TASK INSTRUCTIONS: Copy out all of the data below word for word, keeping every line and character unchanged.

PROVIDED MATERIAL:
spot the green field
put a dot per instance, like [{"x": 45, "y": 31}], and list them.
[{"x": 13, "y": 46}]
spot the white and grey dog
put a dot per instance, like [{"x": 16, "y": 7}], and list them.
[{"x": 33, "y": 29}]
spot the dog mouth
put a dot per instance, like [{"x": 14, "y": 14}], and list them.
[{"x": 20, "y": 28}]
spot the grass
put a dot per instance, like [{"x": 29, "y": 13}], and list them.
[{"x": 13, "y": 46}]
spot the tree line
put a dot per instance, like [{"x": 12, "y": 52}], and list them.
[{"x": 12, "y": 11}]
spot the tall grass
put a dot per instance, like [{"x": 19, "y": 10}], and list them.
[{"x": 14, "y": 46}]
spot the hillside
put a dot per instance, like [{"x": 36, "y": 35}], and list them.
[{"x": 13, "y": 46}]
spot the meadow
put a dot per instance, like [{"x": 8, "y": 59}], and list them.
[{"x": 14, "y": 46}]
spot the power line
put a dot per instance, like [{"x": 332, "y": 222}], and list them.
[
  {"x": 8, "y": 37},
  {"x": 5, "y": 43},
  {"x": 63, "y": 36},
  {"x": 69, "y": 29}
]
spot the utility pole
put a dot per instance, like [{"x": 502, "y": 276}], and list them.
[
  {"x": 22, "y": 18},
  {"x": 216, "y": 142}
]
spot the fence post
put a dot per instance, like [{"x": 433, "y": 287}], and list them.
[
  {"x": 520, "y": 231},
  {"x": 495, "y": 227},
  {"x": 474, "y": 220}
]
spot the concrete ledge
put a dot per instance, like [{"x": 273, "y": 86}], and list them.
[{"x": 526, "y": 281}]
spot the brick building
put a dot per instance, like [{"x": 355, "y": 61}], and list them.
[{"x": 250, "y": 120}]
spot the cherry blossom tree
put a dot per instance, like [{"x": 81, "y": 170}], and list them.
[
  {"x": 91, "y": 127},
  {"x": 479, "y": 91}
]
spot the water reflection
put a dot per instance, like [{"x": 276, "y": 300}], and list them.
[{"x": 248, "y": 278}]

RESULT OF THE EXERCISE:
spot the green field
put a dot per instance, like [{"x": 45, "y": 31}], and list them.
[{"x": 13, "y": 46}]
spot the white and grey dog
put a dot per instance, like [{"x": 16, "y": 7}], and list them.
[{"x": 33, "y": 29}]
spot the dog mouth
put a dot per instance, like [{"x": 14, "y": 14}], and list them.
[{"x": 20, "y": 28}]
spot the grass
put a dot per instance, like [{"x": 29, "y": 13}], and list them.
[{"x": 13, "y": 46}]
spot the tree line
put a dot per instance, like [{"x": 12, "y": 52}], and list them.
[{"x": 12, "y": 11}]
spot the tall grass
put a dot per instance, like [{"x": 19, "y": 10}], and list them.
[{"x": 14, "y": 46}]
spot the hillside
put a dot per instance, like [{"x": 36, "y": 35}], and list them.
[{"x": 13, "y": 46}]
spot the meadow
put a dot per instance, like [{"x": 8, "y": 59}], and list them.
[{"x": 14, "y": 46}]
spot the power line
put a dot per instance, like [{"x": 332, "y": 222}], and list them.
[
  {"x": 8, "y": 37},
  {"x": 5, "y": 43},
  {"x": 63, "y": 36},
  {"x": 69, "y": 29}
]
spot the utility pole
put a dot per instance, like [{"x": 502, "y": 276}], and list them.
[
  {"x": 22, "y": 18},
  {"x": 216, "y": 142}
]
spot the fence post
put a dot per instance, like [{"x": 433, "y": 287}], and list them.
[
  {"x": 520, "y": 231},
  {"x": 495, "y": 227},
  {"x": 474, "y": 220}
]
spot the concrete ledge
put a dot per instance, like [{"x": 273, "y": 86}], and list them.
[{"x": 526, "y": 281}]
spot the brick building
put a dot per instance, like [{"x": 355, "y": 61}], and list them.
[{"x": 250, "y": 120}]
spot the cherry blossom tree
put a dot per instance, like [{"x": 81, "y": 170}], and list them.
[
  {"x": 91, "y": 127},
  {"x": 479, "y": 91}
]
spot the water reflection
put a dot per instance, like [{"x": 276, "y": 300}], and list them.
[{"x": 248, "y": 278}]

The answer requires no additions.